▶ Record excerpts
<<<<

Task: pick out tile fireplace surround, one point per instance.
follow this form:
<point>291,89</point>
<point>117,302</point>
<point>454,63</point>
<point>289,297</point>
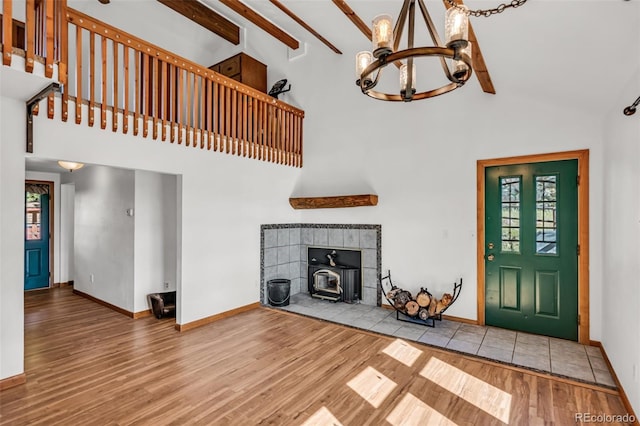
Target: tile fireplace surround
<point>283,253</point>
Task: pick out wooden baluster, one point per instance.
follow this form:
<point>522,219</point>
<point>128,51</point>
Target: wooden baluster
<point>234,120</point>
<point>275,137</point>
<point>47,36</point>
<point>265,132</point>
<point>273,154</point>
<point>284,131</point>
<point>255,136</point>
<point>287,148</point>
<point>291,139</point>
<point>7,29</point>
<point>215,111</point>
<point>201,114</point>
<point>125,65</point>
<point>188,122</point>
<point>63,65</point>
<point>36,26</point>
<point>155,95</point>
<point>173,106</point>
<point>137,92</point>
<point>280,136</point>
<point>300,144</point>
<point>228,113</point>
<point>294,139</point>
<point>296,147</point>
<point>48,61</point>
<point>245,122</point>
<point>116,78</point>
<point>164,96</point>
<point>78,75</point>
<point>195,110</point>
<point>92,75</point>
<point>103,97</point>
<point>262,126</point>
<point>146,98</point>
<point>210,109</point>
<point>31,33</point>
<point>180,103</point>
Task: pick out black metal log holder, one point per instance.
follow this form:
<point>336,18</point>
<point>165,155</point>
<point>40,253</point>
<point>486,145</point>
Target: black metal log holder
<point>403,316</point>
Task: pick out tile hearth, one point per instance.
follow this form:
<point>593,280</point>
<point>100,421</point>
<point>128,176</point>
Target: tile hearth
<point>546,354</point>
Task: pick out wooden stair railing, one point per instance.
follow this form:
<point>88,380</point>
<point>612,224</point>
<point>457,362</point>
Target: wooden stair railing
<point>121,77</point>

>>>>

▶ Assignment
With the pictures excluded, the records are to be reproduced exactly.

▶ Answer space
Task: pick out tile fireplace surround, one point per instance.
follow this form:
<point>291,89</point>
<point>117,302</point>
<point>454,63</point>
<point>289,297</point>
Target: tile fireplace surround
<point>283,253</point>
Task: pick out wooden baluster, one point per instance.
follow this form:
<point>522,219</point>
<point>128,51</point>
Target: wooden baluster
<point>234,120</point>
<point>275,137</point>
<point>47,36</point>
<point>265,132</point>
<point>273,154</point>
<point>284,131</point>
<point>255,136</point>
<point>287,148</point>
<point>291,139</point>
<point>7,29</point>
<point>215,111</point>
<point>201,114</point>
<point>125,65</point>
<point>188,122</point>
<point>63,65</point>
<point>36,26</point>
<point>155,95</point>
<point>173,106</point>
<point>137,92</point>
<point>280,136</point>
<point>300,144</point>
<point>228,113</point>
<point>294,139</point>
<point>296,147</point>
<point>48,61</point>
<point>245,122</point>
<point>116,78</point>
<point>164,96</point>
<point>78,75</point>
<point>195,110</point>
<point>92,75</point>
<point>103,97</point>
<point>262,126</point>
<point>146,98</point>
<point>210,109</point>
<point>31,33</point>
<point>180,103</point>
Task: pick out black metal log holder, one point per instance.
follow this form:
<point>336,18</point>
<point>165,155</point>
<point>40,253</point>
<point>486,145</point>
Target: black metal log holder
<point>403,316</point>
Task: pick out tile hearth, one point per instance.
follow this form:
<point>593,280</point>
<point>100,421</point>
<point>128,176</point>
Target: tile hearth
<point>546,354</point>
Task: pick out wooden stair railing, one point per instance.
follow this form:
<point>88,380</point>
<point>612,224</point>
<point>457,362</point>
Target: wooden stair railing
<point>121,77</point>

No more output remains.